→ **Aim A**
List every person named in the article that follows, which covers computers in art and art fairs.

──────── Quoted text ────────

Use of computers in creative processes poses question for artists and fairs: Does it matter how work was created?

Saturday, July 19, 2003
BY ANNE RUETER
News Staff Reporter

Kenneth Huff uses software made for animation and movie special effects to create virtual three-dimensional objects. He arranges them in scenes, colors them, then captures them with a virtual camera. He uses no physical objects to create his intricate organic-looking images.

Chris Maher uses a digital camera, altered to be sensitive to infrared waves, to capture an ethereal glow from living things. "I can show things to people in a way they've never seen before," he says.

The two men showing in the Ann Arbor Art Fairs believe they're exploring a new, pixelated frontier, where artists can spawn ideas and turn a two-dimensional drawing into a sculpture more easily than ever before.

Fairs grapple with digital

Art fairs lean toward upholding traditions of hand craftsmanship. They don't aim to deliver the shock of the new, the way some galleries do. But art fairs are having to contend with the digital age.

"The computer is taking over the world," so it's bound to have an impact on art, says Tim Osius, program director of the Summer Art Fair.

────────

→ **Aim B**
Please report how many lines of the records below contain the string "cloud", counting case-sensitive matches only, and give only the number.

──────── Dataset content ────────

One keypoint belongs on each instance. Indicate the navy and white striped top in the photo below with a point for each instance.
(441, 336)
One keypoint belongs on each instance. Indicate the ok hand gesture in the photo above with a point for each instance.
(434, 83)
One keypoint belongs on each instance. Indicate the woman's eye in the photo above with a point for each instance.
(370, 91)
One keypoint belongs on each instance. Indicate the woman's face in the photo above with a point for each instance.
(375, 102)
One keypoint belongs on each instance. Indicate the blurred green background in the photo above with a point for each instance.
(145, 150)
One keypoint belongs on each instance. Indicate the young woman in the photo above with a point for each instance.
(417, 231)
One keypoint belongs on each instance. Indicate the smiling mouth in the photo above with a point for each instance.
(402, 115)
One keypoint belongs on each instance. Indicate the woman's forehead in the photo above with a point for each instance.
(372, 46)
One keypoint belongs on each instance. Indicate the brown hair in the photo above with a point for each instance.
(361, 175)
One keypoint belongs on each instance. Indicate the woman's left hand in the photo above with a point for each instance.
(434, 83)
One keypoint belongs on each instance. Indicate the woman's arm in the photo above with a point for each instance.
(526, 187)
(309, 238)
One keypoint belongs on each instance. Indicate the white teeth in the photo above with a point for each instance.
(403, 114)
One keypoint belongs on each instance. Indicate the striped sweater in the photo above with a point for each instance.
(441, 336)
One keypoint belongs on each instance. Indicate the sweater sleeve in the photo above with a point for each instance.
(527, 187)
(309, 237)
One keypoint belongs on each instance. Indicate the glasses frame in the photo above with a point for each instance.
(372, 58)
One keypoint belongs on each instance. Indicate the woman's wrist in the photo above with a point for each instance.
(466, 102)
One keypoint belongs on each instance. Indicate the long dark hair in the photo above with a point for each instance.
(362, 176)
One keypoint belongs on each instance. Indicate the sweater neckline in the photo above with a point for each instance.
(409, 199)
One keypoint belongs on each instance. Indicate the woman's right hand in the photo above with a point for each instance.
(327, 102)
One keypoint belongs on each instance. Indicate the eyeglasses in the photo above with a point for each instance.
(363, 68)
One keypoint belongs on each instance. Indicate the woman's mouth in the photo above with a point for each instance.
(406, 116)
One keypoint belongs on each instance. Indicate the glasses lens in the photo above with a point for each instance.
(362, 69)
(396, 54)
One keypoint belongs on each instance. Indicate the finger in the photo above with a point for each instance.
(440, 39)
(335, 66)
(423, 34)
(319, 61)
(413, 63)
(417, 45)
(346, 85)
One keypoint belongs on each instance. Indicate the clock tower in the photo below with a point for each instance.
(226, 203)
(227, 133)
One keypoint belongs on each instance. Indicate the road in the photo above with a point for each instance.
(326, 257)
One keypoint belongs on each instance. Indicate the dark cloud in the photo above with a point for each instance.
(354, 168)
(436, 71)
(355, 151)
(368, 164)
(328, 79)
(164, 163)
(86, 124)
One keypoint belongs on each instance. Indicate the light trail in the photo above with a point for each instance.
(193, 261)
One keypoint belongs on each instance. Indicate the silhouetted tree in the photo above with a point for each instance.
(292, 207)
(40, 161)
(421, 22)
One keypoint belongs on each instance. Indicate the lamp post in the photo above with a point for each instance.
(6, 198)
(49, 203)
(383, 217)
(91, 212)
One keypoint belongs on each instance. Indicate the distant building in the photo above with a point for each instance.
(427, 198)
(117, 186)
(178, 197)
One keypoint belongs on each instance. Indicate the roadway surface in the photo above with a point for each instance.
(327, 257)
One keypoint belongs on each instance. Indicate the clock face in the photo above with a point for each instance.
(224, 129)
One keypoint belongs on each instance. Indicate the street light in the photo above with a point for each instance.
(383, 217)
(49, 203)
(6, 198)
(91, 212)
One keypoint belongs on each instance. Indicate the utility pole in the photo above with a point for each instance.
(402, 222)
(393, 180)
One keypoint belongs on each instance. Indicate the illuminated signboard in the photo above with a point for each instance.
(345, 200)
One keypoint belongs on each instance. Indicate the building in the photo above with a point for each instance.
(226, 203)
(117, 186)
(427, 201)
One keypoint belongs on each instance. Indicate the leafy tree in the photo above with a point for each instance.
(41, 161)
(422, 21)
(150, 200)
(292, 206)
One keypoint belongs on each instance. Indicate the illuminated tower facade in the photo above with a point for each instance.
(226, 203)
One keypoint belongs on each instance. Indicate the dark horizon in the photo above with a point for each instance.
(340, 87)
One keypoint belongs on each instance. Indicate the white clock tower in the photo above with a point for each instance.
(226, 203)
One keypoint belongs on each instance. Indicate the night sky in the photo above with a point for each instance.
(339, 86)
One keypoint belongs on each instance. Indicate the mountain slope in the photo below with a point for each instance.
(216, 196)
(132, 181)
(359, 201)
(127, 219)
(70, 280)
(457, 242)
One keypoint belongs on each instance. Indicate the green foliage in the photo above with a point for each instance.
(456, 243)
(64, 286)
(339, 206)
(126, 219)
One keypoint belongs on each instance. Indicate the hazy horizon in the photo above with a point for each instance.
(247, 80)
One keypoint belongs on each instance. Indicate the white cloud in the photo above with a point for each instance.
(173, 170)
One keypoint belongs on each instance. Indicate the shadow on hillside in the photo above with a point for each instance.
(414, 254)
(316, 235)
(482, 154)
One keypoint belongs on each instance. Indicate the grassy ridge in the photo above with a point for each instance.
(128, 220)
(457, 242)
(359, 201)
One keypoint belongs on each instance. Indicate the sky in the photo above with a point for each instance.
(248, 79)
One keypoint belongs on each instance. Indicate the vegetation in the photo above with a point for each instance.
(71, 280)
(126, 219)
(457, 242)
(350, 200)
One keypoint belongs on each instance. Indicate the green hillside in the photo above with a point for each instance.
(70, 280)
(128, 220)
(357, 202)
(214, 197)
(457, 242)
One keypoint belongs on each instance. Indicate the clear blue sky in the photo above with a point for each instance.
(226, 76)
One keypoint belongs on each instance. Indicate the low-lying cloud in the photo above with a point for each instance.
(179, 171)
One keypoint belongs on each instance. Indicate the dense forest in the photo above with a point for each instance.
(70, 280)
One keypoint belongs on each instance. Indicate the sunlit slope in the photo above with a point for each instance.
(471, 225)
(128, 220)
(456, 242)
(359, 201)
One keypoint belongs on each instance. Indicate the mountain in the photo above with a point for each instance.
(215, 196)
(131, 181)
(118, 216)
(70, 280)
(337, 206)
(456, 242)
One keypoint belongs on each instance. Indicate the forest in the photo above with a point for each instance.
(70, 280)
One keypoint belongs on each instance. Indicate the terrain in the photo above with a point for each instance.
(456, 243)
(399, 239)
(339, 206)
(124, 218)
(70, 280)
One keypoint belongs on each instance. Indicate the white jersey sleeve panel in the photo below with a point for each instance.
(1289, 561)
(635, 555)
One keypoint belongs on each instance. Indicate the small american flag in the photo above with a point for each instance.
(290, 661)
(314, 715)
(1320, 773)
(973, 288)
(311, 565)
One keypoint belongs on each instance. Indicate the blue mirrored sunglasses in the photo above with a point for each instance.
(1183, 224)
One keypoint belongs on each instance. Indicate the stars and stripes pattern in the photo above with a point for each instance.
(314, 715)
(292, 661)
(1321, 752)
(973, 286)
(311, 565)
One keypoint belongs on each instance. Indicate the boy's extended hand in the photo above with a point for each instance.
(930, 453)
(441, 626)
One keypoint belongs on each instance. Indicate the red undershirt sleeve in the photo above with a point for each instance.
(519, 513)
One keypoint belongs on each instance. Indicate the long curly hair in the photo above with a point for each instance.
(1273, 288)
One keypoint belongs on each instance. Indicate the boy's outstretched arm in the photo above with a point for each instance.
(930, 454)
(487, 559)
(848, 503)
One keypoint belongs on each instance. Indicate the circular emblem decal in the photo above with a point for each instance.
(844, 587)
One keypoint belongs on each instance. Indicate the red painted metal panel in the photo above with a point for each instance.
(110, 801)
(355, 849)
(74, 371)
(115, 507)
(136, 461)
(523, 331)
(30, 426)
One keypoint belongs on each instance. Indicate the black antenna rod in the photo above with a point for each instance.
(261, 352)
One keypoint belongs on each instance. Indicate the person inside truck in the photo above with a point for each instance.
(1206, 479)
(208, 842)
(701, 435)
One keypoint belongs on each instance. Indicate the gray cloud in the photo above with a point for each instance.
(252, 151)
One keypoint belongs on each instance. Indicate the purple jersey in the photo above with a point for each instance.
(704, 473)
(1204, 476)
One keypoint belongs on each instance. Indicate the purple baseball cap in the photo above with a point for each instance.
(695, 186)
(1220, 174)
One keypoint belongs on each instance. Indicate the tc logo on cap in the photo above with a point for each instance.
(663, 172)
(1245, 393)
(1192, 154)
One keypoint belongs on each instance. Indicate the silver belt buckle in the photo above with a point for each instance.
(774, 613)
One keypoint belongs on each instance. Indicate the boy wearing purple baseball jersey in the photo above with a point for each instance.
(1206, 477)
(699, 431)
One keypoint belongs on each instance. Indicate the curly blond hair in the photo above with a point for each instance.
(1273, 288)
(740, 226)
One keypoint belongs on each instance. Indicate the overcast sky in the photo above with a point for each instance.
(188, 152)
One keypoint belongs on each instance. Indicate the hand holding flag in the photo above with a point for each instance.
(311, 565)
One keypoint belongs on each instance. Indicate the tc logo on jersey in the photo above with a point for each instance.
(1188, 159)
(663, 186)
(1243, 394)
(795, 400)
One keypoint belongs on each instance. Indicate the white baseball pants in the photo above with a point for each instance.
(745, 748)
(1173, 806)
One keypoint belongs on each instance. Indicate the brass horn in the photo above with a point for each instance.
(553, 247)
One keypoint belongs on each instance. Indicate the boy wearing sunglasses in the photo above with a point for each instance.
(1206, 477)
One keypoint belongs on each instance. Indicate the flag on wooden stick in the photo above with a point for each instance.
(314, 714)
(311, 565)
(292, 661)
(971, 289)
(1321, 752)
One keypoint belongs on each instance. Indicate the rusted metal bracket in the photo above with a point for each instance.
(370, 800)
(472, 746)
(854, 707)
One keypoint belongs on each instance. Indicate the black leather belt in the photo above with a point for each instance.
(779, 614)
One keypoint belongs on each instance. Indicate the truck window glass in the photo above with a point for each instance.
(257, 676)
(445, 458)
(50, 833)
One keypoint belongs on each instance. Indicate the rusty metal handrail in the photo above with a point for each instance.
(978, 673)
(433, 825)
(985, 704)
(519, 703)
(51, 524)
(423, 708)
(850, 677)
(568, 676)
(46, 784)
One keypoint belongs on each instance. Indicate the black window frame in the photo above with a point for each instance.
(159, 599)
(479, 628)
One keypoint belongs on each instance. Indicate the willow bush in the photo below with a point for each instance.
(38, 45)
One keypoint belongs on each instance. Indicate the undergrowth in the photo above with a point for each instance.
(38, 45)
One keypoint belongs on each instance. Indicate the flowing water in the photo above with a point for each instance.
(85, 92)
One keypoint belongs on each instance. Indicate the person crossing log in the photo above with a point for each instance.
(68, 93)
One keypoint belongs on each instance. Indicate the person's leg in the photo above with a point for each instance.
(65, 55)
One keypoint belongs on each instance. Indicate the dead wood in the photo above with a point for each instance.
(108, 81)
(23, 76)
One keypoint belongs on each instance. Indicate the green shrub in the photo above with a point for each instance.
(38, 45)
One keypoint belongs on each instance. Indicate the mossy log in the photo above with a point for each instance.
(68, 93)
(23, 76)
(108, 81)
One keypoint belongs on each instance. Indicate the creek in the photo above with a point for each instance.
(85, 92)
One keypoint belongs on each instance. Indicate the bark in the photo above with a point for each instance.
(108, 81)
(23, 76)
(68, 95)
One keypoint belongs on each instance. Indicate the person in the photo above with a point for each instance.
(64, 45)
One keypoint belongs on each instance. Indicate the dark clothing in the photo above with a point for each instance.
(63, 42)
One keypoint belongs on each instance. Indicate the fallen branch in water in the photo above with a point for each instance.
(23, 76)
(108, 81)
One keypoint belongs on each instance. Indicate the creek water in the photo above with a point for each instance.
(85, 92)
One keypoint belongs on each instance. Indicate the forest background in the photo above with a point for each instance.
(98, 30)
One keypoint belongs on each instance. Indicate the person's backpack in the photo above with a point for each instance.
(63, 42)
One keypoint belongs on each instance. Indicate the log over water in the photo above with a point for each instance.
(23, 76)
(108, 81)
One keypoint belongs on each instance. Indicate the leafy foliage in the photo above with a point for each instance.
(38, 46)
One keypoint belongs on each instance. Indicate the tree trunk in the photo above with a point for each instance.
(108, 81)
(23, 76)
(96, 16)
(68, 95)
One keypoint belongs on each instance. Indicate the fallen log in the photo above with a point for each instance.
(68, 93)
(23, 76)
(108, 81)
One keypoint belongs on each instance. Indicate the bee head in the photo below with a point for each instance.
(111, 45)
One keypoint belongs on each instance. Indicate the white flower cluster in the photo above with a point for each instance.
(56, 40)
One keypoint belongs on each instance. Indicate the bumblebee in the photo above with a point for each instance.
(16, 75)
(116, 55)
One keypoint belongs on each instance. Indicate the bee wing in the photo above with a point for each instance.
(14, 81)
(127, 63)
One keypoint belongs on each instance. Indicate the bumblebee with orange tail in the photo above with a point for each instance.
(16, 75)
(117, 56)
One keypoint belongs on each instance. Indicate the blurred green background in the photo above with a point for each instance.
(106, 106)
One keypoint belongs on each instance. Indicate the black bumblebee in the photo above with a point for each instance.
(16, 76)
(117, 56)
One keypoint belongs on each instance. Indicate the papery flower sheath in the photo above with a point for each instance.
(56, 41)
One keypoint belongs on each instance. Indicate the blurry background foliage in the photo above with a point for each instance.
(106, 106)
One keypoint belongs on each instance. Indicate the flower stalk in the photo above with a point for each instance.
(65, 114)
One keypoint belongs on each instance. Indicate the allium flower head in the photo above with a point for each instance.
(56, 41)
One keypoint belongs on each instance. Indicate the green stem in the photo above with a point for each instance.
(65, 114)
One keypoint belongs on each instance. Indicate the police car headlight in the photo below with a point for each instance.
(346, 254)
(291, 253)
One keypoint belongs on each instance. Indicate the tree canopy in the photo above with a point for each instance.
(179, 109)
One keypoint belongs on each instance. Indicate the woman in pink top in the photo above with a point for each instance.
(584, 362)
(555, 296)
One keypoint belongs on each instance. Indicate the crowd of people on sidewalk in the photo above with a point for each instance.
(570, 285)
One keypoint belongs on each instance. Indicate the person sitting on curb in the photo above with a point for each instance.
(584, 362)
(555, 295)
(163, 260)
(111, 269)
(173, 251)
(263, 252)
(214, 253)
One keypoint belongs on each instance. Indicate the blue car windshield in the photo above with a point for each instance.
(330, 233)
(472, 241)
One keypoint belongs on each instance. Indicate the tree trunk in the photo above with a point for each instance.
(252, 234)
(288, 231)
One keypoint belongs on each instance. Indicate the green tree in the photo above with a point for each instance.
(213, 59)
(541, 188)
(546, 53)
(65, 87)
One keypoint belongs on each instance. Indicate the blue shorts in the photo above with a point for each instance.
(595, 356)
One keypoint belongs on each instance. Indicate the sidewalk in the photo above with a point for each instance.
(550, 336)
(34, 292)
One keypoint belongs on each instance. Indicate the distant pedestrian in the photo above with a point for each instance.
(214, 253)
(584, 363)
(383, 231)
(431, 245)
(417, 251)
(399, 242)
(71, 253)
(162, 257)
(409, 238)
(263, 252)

────────

→ **Result A**
Anne Rueter, Kenneth Huff, Chris Maher, Tim Osius

→ **Result B**
4